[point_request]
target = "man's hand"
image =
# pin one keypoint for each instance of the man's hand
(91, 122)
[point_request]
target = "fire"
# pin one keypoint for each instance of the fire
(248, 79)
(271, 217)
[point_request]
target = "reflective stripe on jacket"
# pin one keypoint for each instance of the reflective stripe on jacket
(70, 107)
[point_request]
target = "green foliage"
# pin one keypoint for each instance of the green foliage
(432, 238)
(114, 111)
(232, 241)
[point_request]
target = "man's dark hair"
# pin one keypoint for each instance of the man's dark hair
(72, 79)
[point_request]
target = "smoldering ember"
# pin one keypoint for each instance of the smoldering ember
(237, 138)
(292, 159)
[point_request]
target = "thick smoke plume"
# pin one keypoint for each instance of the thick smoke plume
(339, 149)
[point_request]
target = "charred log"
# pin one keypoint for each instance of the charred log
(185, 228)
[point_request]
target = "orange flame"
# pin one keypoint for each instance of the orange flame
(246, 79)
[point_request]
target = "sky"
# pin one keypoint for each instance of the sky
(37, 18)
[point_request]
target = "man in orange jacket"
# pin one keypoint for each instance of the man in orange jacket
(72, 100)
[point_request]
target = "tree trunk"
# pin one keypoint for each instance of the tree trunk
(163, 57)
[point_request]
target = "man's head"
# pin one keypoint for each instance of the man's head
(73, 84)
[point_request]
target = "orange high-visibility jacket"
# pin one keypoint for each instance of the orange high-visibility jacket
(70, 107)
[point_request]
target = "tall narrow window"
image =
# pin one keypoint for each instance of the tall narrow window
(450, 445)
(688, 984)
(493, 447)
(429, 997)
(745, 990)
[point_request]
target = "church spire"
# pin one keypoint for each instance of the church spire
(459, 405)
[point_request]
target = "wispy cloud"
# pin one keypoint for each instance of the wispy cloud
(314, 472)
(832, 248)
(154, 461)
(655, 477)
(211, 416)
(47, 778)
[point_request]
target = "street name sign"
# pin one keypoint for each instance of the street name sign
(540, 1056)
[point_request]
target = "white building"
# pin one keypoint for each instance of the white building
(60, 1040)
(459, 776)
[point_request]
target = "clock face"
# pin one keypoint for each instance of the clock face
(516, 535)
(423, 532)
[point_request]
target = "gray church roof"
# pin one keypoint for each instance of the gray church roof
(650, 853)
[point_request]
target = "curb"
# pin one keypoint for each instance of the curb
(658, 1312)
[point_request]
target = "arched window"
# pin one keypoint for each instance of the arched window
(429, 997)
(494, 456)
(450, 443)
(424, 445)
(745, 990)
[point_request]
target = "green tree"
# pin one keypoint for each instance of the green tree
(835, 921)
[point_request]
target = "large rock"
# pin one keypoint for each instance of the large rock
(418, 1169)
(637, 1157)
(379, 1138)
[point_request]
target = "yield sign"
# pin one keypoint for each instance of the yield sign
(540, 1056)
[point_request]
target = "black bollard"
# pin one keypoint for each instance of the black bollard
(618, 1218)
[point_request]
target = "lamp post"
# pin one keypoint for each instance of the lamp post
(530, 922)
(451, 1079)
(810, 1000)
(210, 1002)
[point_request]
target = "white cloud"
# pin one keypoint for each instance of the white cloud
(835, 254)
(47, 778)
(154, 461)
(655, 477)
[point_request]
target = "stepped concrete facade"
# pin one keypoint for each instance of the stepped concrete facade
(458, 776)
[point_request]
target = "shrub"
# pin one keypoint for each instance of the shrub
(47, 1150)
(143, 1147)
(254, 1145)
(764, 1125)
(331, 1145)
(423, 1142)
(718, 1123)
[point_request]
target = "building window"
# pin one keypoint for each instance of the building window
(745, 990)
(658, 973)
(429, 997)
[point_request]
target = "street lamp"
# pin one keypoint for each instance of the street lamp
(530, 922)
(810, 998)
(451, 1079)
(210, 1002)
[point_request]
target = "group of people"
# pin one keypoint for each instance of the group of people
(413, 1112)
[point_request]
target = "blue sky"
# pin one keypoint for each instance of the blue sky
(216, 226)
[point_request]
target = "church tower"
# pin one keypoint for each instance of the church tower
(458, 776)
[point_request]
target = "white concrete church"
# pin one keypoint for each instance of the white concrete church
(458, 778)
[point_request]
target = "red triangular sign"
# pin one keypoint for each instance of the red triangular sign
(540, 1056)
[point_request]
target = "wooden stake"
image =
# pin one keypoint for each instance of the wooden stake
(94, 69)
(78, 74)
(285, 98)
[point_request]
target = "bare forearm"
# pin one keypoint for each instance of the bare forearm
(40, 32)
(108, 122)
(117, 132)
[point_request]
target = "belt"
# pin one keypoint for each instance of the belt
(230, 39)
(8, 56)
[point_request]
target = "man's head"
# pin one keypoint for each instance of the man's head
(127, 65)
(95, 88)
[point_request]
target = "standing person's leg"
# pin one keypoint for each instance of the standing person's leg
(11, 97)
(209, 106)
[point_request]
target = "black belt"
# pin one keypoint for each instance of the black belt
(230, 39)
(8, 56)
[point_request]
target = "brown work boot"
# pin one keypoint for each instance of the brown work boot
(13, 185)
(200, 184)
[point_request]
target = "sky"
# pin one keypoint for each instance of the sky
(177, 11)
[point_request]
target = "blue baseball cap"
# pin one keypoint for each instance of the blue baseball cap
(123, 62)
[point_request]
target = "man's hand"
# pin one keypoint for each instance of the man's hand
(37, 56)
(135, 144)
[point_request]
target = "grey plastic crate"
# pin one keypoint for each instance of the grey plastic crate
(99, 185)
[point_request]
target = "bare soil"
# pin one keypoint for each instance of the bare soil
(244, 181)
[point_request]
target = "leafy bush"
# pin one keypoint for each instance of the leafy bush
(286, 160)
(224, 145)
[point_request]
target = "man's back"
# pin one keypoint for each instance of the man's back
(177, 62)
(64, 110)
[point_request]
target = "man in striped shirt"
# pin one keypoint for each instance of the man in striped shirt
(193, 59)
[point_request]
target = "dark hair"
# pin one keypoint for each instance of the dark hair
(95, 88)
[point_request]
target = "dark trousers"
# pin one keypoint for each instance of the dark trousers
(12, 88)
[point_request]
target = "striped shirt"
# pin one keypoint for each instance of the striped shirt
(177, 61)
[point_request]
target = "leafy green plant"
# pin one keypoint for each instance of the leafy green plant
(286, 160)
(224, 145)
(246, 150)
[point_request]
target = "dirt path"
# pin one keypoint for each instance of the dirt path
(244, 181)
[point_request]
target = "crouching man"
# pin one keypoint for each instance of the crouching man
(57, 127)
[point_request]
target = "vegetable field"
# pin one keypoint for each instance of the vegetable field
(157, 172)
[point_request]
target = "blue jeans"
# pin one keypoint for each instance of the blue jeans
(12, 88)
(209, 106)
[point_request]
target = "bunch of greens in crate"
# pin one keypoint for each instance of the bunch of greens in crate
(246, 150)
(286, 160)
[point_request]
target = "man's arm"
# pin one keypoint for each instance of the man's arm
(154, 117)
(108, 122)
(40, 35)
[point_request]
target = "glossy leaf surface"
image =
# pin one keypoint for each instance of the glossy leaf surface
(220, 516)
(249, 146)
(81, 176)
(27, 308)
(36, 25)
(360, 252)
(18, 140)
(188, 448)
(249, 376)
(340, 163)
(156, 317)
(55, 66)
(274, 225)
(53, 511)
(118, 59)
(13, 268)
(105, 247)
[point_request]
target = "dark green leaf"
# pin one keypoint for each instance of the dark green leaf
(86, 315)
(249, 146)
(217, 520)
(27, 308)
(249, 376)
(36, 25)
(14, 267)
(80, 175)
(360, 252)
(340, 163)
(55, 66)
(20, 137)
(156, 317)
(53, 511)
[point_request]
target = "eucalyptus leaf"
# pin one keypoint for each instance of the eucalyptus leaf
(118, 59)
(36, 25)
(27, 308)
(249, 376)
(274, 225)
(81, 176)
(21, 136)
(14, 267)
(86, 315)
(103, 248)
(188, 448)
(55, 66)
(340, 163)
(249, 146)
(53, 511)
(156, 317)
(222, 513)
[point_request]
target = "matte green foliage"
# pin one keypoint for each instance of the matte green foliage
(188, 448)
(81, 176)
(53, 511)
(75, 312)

Task prompt
Report each line of the rows above that contains the word "flame", copying every such line in full.

Result of this exercise
target = "orange flame"
# pin one keypoint for each instance of the orange flame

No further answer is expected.